- [WHAT NEEDS TO BE DONE]: Return the data below line for line without altering a character, and leave the pictures out of your answer.

┌──

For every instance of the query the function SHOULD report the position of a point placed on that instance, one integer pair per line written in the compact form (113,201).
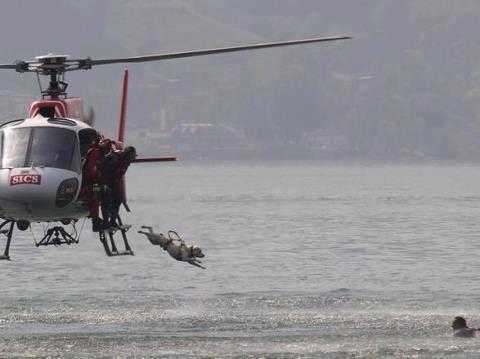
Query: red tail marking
(123,108)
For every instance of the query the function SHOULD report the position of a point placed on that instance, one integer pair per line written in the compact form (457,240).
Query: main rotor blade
(178,55)
(8,66)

└──

- [EXERCISE RESULT]:
For every instance of the query the function SHOULD report the position of a point placed on that instance, one integer pair per line written in the compact form (113,201).
Query: red tail marking
(123,108)
For every instance of the query the function SHOULD report the position of a point placed on that instance, one integer pair per line written in the compact form (457,240).
Query: main rotor blade
(178,55)
(8,66)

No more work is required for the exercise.